BEGIN EXCERPT TO READ
A huge boom awoke the people of rural Adair County, Ky., at about 1 a.m. on Feb. 13. Calls flooded 911 dispatchers with reports of a large fire.
The flames were from an explosion on a natural gas pipeline. It left a crater 60 feet deep, destroyed two homes and sent two people to the hospital.
Federal investigators are examining the cause of the blast, but it wasn't the first time the pipeline had failed in some way.
NPR combed through federal data and found this pipeline had 26 incidents in the past 10 years, ranging from costly leaks and broken equipment to an explosion on a corroded 1950s-era pipe that killed a man and injured another.
Two years ago, the same pipeline ruptured and caught fire in another part of rural Kentucky. Locals posted a video to YouTube showing a dark orange sky and a pulsing flame.
Tom Stevens, who lived close enough that it broke his garage door, said he used to feel safe living near the pipeline.
"It's kind of questionable now," he says. "You never know when something may go off again."
A spokeswoman for Columbia Gulf Transmission, the company that operates the pipeline, says shifting earth caused the 2012 accident. But the company hasn't said what caused Thursday's explosion.
END EXCERPT TO READ
BEGIN RECORD EXCERPTS
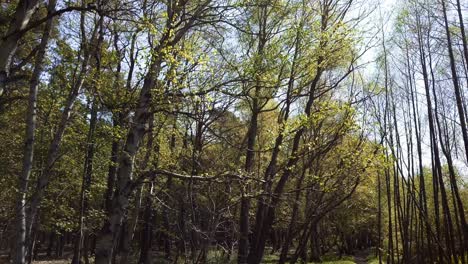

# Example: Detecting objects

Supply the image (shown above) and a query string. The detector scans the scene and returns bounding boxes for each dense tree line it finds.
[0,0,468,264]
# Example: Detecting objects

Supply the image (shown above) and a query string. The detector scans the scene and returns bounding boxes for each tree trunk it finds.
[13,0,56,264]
END RECORD EXCERPTS
BEGIN RECORD EXCERPTS
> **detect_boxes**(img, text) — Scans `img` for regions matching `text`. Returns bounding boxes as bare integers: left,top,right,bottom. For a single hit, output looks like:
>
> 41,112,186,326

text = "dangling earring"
END RECORD EXCERPTS
> _QUESTIONS ON THE MATERIAL_:
• a. In the Kentucky pipeline article, revise the stretch from "A spokeswoman for" through "caused Thursday's explosion.", replacing "spokeswoman" with "spokesperson".
• b. Summarize the Kentucky pipeline article in two sentences.

> _SOLUTIONS TO EACH TASK_:
• a.
A spokesperson for Columbia Gulf Transmission, the company that operates the pipeline, says shifting earth caused the 2012 accident. But the company hasn't said what caused Thursday's explosion.

• b. A natural gas pipeline explosion in rural Adair County, Kentucky, on Feb. 13 left a crater 60 feet deep, destroyed two homes and sent two people to the hospital. Federal data reviewed by NPR show the pipeline had 26 incidents in the past 10 years, including a rupture and fire two years earlier that Columbia Gulf Transmission blamed on shifting earth, though the company hasn't said what caused Thursday's explosion.